• _What the task requires_: One part of the entries below is wanted: the lines from the one containing "Target: crenellated parapet" through the one containing "pixel 306 165.". Write those out exactly and nothing else.

── Dataset extract

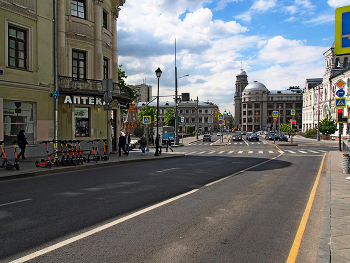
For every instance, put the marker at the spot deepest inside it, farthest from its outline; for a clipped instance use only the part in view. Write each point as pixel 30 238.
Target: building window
pixel 78 8
pixel 82 122
pixel 105 69
pixel 79 64
pixel 18 116
pixel 105 19
pixel 17 53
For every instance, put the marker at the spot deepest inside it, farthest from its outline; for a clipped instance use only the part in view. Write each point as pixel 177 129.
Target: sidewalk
pixel 28 168
pixel 334 243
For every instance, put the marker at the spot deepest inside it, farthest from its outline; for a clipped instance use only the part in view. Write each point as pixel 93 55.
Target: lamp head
pixel 158 73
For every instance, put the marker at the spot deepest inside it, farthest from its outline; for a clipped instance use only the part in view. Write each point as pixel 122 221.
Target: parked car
pixel 253 137
pixel 206 137
pixel 237 137
pixel 282 137
pixel 271 136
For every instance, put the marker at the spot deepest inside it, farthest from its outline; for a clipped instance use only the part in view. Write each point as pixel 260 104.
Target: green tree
pixel 328 126
pixel 122 84
pixel 285 127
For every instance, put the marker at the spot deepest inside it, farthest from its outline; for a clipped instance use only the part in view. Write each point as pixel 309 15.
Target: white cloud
pixel 263 5
pixel 338 3
pixel 321 19
pixel 281 50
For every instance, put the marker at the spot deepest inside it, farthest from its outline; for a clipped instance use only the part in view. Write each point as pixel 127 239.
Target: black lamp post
pixel 158 74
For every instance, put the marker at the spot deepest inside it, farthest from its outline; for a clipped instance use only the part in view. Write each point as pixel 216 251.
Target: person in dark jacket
pixel 168 144
pixel 122 142
pixel 143 144
pixel 22 142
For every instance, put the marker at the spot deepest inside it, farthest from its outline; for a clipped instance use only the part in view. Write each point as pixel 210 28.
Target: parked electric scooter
pixel 44 163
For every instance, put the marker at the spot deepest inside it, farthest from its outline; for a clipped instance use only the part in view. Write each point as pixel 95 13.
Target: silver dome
pixel 256 86
pixel 241 72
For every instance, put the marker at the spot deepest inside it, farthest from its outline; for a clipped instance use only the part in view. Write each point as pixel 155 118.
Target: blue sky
pixel 279 43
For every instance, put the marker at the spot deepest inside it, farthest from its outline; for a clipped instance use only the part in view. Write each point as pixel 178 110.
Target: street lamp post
pixel 158 74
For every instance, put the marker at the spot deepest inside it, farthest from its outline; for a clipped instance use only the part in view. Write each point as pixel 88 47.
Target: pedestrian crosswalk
pixel 208 152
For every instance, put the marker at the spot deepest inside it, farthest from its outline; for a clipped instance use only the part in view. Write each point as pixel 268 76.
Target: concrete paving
pixel 334 245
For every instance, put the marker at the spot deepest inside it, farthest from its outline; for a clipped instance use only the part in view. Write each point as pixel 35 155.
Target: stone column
pixel 61 38
pixel 98 63
pixel 115 14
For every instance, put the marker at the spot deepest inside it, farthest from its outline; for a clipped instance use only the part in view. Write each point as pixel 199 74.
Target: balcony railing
pixel 91 87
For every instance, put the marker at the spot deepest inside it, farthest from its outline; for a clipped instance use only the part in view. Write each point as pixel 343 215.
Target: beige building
pixel 87 53
pixel 26 70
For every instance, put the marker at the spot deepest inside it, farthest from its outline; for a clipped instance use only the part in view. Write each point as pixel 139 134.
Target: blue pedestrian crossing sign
pixel 146 119
pixel 342 30
pixel 340 102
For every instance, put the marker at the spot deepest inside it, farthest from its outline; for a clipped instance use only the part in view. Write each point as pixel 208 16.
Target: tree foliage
pixel 122 84
pixel 328 126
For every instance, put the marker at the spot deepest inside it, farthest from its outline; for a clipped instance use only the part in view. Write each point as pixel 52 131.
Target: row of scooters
pixel 71 153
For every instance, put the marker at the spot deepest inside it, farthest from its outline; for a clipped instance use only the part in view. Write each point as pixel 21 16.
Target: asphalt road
pixel 250 214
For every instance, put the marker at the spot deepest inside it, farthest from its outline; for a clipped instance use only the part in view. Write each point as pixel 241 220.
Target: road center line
pixel 16 202
pixel 297 241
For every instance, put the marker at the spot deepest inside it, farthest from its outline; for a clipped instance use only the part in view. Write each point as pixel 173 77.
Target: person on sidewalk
pixel 121 144
pixel 127 142
pixel 143 143
pixel 168 145
pixel 22 142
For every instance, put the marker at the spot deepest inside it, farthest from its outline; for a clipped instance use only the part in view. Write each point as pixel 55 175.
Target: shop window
pixel 17 48
pixel 105 19
pixel 82 122
pixel 105 68
pixel 79 64
pixel 78 8
pixel 18 116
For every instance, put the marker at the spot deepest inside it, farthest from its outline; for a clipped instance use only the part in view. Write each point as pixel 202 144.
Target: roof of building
pixel 241 72
pixel 255 86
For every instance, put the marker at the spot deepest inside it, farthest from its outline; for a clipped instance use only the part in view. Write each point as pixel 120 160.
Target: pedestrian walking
pixel 143 143
pixel 127 142
pixel 168 145
pixel 22 142
pixel 121 144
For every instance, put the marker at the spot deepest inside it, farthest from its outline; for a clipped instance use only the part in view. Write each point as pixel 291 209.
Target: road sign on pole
pixel 340 102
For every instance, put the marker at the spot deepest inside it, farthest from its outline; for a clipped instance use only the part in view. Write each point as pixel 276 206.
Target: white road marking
pixel 165 170
pixel 16 202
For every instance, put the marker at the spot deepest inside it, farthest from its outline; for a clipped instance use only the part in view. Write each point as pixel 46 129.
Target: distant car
pixel 206 137
pixel 253 137
pixel 270 137
pixel 282 137
pixel 237 137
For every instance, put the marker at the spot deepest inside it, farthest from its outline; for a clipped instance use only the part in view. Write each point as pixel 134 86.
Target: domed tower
pixel 241 83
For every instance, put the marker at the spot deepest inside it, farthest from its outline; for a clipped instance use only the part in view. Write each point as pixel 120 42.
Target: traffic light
pixel 340 116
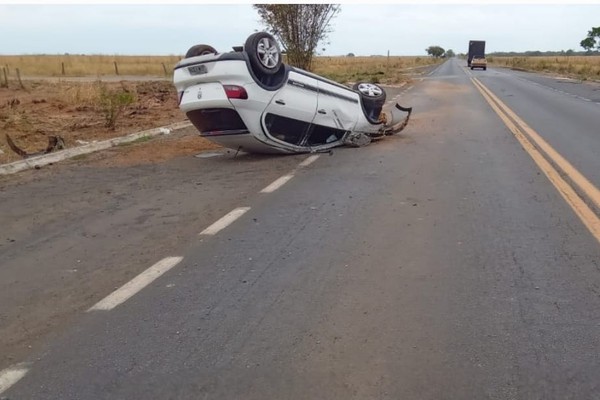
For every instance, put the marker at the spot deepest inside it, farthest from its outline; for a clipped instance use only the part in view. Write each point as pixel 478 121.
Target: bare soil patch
pixel 76 112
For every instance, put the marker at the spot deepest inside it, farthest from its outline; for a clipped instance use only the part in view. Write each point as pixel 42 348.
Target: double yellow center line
pixel 545 156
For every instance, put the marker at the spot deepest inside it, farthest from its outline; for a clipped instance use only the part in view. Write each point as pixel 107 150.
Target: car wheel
pixel 200 50
pixel 264 53
pixel 370 92
pixel 373 98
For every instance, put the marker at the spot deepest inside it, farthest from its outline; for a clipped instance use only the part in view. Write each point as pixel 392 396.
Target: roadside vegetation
pixel 87 65
pixel 378 69
pixel 579 67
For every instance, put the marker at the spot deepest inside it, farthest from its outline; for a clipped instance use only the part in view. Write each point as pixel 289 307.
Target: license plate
pixel 197 69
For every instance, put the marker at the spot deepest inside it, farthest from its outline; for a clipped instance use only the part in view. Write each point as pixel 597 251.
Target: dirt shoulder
pixel 80 112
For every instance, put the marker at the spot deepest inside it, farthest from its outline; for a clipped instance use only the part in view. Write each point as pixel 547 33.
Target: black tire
pixel 371 93
pixel 373 98
pixel 200 50
pixel 264 53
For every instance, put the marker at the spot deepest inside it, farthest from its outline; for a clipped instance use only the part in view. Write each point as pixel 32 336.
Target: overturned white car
pixel 249 100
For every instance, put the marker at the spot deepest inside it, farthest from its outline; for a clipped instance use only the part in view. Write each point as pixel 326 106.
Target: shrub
pixel 113 102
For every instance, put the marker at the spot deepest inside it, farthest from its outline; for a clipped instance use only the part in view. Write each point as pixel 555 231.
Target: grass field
pixel 581 67
pixel 372 69
pixel 340 69
pixel 92 65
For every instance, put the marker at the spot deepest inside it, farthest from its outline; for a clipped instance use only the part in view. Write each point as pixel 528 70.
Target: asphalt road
pixel 438 264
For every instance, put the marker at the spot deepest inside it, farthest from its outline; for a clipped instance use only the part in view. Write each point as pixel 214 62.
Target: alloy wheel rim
pixel 368 89
pixel 268 54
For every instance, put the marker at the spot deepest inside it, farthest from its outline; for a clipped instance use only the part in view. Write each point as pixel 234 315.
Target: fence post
pixel 19 78
pixel 5 77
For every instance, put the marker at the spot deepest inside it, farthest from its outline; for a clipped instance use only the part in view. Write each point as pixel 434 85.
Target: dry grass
pixel 581 67
pixel 340 69
pixel 372 69
pixel 92 65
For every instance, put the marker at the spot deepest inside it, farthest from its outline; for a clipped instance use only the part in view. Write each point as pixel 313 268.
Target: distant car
pixel 249 100
pixel 479 62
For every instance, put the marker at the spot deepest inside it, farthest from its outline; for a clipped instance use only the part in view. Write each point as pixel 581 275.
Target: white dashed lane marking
pixel 10 376
pixel 136 284
pixel 225 221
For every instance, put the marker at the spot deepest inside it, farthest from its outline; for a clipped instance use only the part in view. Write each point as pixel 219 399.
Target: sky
pixel 403 28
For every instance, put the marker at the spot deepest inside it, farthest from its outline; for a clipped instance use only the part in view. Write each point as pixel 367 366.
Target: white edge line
pixel 225 221
pixel 279 182
pixel 12 375
pixel 309 161
pixel 136 284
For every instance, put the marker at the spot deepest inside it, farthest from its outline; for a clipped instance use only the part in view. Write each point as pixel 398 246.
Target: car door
pixel 337 112
pixel 289 115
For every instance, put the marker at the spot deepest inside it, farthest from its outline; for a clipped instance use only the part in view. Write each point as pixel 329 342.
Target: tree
pixel 298 27
pixel 592 40
pixel 435 51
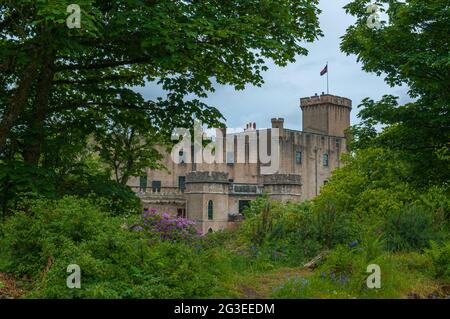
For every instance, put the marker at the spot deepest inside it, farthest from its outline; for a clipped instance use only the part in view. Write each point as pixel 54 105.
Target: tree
pixel 412 49
pixel 49 70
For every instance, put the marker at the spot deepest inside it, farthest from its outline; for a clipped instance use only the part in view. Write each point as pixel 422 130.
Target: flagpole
pixel 328 83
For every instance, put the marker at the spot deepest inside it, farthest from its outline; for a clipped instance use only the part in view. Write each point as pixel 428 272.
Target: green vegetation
pixel 388 205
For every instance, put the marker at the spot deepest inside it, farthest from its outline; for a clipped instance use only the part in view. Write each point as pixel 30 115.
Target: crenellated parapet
pixel 282 179
pixel 325 99
pixel 207 177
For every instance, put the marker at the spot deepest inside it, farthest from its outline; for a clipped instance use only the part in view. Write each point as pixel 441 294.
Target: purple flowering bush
pixel 166 227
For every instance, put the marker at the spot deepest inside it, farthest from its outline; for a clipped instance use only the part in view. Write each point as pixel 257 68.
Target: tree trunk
pixel 17 103
pixel 33 143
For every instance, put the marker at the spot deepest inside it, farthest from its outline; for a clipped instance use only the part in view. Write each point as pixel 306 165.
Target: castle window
pixel 210 210
pixel 143 183
pixel 325 159
pixel 156 186
pixel 298 157
pixel 182 183
pixel 243 204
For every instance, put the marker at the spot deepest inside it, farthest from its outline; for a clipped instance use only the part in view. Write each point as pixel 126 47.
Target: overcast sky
pixel 283 88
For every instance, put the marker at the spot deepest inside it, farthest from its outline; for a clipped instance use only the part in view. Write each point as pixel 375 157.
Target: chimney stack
pixel 278 123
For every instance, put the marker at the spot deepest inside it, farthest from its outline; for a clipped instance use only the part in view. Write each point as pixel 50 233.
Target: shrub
pixel 164 227
pixel 344 274
pixel 440 258
pixel 278 232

────

• _Your solution_:
Target: crenellated parapet
pixel 282 179
pixel 325 99
pixel 207 177
For every instance, put the marker at the spot deepest inside it, farthest from its outline; for a clipped instance use only the part in view. Write each point as pixel 441 294.
Target: purple flowering bush
pixel 166 227
For every instance, put the marker at the spot deepest inside it, farthest from its outline; for a clipped instance use only the part in view. Write each point as pixel 257 68.
Target: tree trunk
pixel 17 103
pixel 33 143
For every instance, put the marker at the spot deepest inside it, farthest from its outline; for a clipped instance use only the part in view. Write each point as pixel 306 165.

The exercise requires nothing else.